------ Tekst do przeczytania

13.06.2014

Początki...

Początki zaangażowania w "resocjalizację" Wilczaków sięgają roku 2006, kiedy zajęłam się Amonem. AMON to syn Amber Wolf'a z pierwszego krycia, rodzynek i szczęściarz - przeżył jako jedyny z miotu 8-miu szczeniąt.


Od początku miałam go na oku. Nawet pierwszy dom sama mu znalazłam. Jak się okazało nie bardzo trafnie. Amon zamieszkał od szczeniaka z młodą zaangażowaną dziewczyną, wychowaną w domu pełnym psów, teoretycznie - świadomą rasy (na ile może być świadomy Wilczaków nowy przewodnik).
Były tak i początki szkolenia i klatka i dużo pytań, niby wszystko dobrze. Jednak z czasem sie posypało. Zabrakło czasu dla psa, pies siedział duuużo w klatce, a Amon jest typem super energetycznego, wielkiego Wilczaka, który musi coś robić, bo zwariuje. Brak czasu po pierwsze, brak prawidłowej relacji - po drugie.
Amon i jego młoda przewodniczka byli kumplami i... tylko kumplami. A Wilczak potrzebuje wyraźnego przewodnika. Pies dojrzewał, zaczął swoja panią szczypać, zaczepiać, boleśnie łapać za ręce. W ostatnim okresie kontakt z nimi był utrudniony, czułam że coś nie gra.
Pojechałam, zobaczyłam psa nieposłusznego, niewybieganego, który przejawiał początki agresji i który miał  błędne oczy. Nie mądre oczy Wilczaka, które mówią wszystko, tylko oczy rozbiegane, bez wyrazu.

Amon miał wtedy zdaje się koło 8 miesięcy. Udało się go odebrać bez większego problemu.
Przyjechał bez kontaktu, nakręcony, niestety też z silną krzywicą.

------------
------ Materiał

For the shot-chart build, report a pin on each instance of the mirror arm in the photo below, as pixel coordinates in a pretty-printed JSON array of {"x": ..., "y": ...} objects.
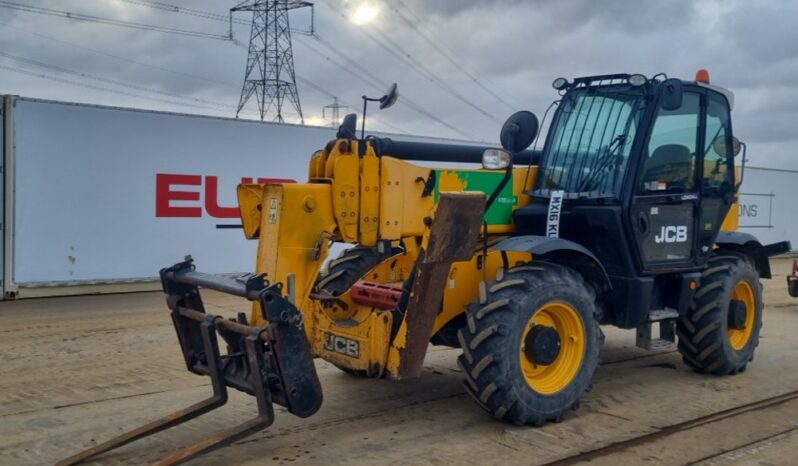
[{"x": 737, "y": 185}]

------------

Zadania do wykonania:
A) Na podstawie tekstu o Amonie odpowiedz krótko na pytania:
(i) W którym roku zaczęło się zaangażowanie w „resocjalizację” Wilczaków?
(ii) Ile szczeniąt liczył miot, z którego pochodzi Amon?
(iii) Ile miesięcy miał mniej więcej Amon, gdy udało się go odebrać?
B) Podejmij tekst o Amonie i pisz go dalej od ostatniego zdania.

Odpowiedzi:
A)
(i) W 2006 roku.
(ii) Osiem szczeniąt.
(iii) Około 8 miesięcy.

B)
Zaczęliśmy od odżywienia i wybiegania. Jedzenie tylko z ręki, tylko za patrzenie w oczy. Budowanie kontaktu, budowanie hierarchii. W stadzie ustwił się momentalnie, Amberek bardzo pomagał.
Przyjechał chyba wiosną 2006. W sierpniu zabrałam go na obóz szkoleniowy do Czech.
W domu pracowaliśmy nad posłuszeństwem, także sportowym. Okazał się chętny do pracy, z pasją aportował już po kilku miesiącach. Ćwiczył doskonale. Pod koniec roku 2006 wyglądał już tak:





Efekt naszej pracy okazał się całkiem wymierny, Amon nie tylko sie zmienił i stał sie posłuszny, ale zdaliśmy też egzamin z posłuszeństwa Pies Towarzyszący. Kto by pomyślał, z takim burakiem... ;)

Mimo treningów, biegania i sporej ilości wystaw, ciągle było mu mało. Stał się radosnym, energetycznym psem, otwartym na każdą formę aktywności.
Znajomi od zaprzęgów zaczęli zabierać go na zawody zaprzęgowe, gdzie mógł się wyszaleć


Na jednym z takich wyjazdów poznał miłość swojego życia, swoją przyszłą przewodniczkę Jolę.
Amon zamieszkał koło Wieliczki, w stadzie Malamutów i zaprzęgowców.
Teraz już weteran, spędził szczęśliwe życie w dużym stadzie. Jest doskonale wyszkolony, odwiedził i "urządził" wiele pokazów posłuszeństwa. Odwiedził wiele szkół i przedszkoli. Kocha ludzi a swoją Jolę najbardziej :)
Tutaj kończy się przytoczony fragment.